-- START --
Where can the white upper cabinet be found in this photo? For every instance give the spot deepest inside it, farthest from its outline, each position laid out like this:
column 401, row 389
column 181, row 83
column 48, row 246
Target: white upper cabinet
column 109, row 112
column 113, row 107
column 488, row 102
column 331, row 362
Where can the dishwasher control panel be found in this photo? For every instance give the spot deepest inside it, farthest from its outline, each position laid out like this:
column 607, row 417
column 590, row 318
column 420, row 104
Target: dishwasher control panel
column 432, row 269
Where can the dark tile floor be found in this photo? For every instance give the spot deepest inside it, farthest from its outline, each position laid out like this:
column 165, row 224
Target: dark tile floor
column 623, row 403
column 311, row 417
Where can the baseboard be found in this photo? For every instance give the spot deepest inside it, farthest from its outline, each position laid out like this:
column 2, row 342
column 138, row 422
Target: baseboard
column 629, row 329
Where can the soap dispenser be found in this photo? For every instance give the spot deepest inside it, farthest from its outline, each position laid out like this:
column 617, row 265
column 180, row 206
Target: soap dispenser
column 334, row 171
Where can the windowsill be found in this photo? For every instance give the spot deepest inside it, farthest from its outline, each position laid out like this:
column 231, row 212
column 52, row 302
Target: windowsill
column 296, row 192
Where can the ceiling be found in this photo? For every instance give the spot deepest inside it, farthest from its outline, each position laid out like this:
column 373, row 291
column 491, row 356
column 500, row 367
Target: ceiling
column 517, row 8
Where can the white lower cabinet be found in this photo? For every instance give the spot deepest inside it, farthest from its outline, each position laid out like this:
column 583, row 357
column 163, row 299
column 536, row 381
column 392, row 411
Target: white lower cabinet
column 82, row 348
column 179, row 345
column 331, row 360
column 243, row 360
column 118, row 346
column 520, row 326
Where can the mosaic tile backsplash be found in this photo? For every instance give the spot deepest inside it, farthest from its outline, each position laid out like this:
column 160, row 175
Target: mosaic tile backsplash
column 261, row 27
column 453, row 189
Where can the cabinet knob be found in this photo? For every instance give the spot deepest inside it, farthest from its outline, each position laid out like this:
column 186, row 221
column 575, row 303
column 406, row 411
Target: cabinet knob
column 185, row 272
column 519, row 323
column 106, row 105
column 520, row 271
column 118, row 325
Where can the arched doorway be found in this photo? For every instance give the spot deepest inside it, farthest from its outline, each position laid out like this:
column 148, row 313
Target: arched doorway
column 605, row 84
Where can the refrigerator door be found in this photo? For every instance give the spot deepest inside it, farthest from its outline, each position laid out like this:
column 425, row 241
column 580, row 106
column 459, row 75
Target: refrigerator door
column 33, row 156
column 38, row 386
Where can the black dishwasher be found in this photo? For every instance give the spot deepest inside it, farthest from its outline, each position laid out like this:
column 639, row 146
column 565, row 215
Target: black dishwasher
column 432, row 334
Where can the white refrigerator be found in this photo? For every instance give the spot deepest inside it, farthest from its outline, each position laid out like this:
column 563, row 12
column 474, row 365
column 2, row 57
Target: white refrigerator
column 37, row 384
-- END --
REQUIREMENT
Swap every "laid out like this" in the rows above for "formatted as follows" and repeat the rows with nothing else changed.

OUTPUT OF THE TASK
Where can the white upper cabinet be found in this photo? For every instance give the spot deepest inside it, farthest from its outline, each position formatted as follows:
column 401, row 389
column 181, row 83
column 48, row 246
Target: white upper cabinet
column 109, row 112
column 113, row 107
column 488, row 102
column 331, row 362
Where can the dishwasher control panel be found in this photo? For every instance give the spot deepest inside it, farthest from its outline, each position formatted as follows:
column 607, row 417
column 590, row 318
column 420, row 104
Target: dishwasher control panel
column 432, row 269
Where can the dark tile floor be found in this photo? For every instance give the spot deepest inside it, farthest from its outline, each position formatted as follows:
column 165, row 224
Target: dark tile floor
column 623, row 403
column 311, row 417
Where can the baseboard be found in this photo? For every instance give the spot deepest inside it, farthest from its outline, each position formatted as follows:
column 2, row 342
column 138, row 422
Target: baseboard
column 629, row 329
Where can the soap dispenser be found in this photo? For every instance give the spot deepest inside it, farthest from its outline, each position formatted as follows:
column 617, row 265
column 180, row 206
Target: soap dispenser
column 334, row 171
Where can the windowsill be found in this photo? For every instance give the spot deepest inside it, farthest from its outline, each position formatted as follows:
column 231, row 212
column 52, row 302
Target: windowsill
column 296, row 192
Where can the ceiling be found in this photo? For every instance give the spot deepest inside it, farthest from its outline, each position formatted as follows:
column 373, row 291
column 491, row 356
column 500, row 367
Target: ceiling
column 517, row 8
Where can the white lower cabinet be found in this photo? For every instance give the spot deepest inside it, farthest from its outline, each position formatted as follows:
column 583, row 357
column 163, row 299
column 536, row 381
column 392, row 411
Target: white lower cabinet
column 82, row 348
column 179, row 345
column 331, row 360
column 243, row 360
column 118, row 346
column 520, row 326
Where can the mosaic tile backsplash be found in this photo? For every instance give the spot deepest inside it, farthest from its outline, each position formatted as follows:
column 160, row 175
Target: mosaic tile backsplash
column 261, row 27
column 453, row 189
Where can the cabinet knob be found in this photo? For every instance give the spot deepest inside it, farthest from its outline, each position formatted as follows:
column 186, row 221
column 575, row 303
column 406, row 411
Target: cabinet knob
column 185, row 272
column 519, row 323
column 106, row 105
column 520, row 271
column 118, row 325
Where can the arched doorway be found in this photo? For every instance give the spot deepest inside it, farthest from its outline, each position formatted as follows:
column 148, row 313
Target: arched doorway
column 605, row 84
Where can the refrigerator door be found in this photo? For every instance give the spot deepest inside it, farthest from its outline, each position formatted as follows:
column 425, row 241
column 580, row 106
column 459, row 75
Target: refrigerator door
column 33, row 156
column 38, row 386
Where can the black dishwasher be found in this photo? For every instance give the spot deepest inside it, farthest from its outline, each position formatted as follows:
column 639, row 146
column 565, row 215
Target: black dishwasher
column 432, row 334
Where can the white refrigerator be found in this photo? For every instance give the spot deepest inside it, farthest from its outline, each position formatted as follows:
column 563, row 12
column 474, row 365
column 2, row 57
Target: white refrigerator
column 37, row 384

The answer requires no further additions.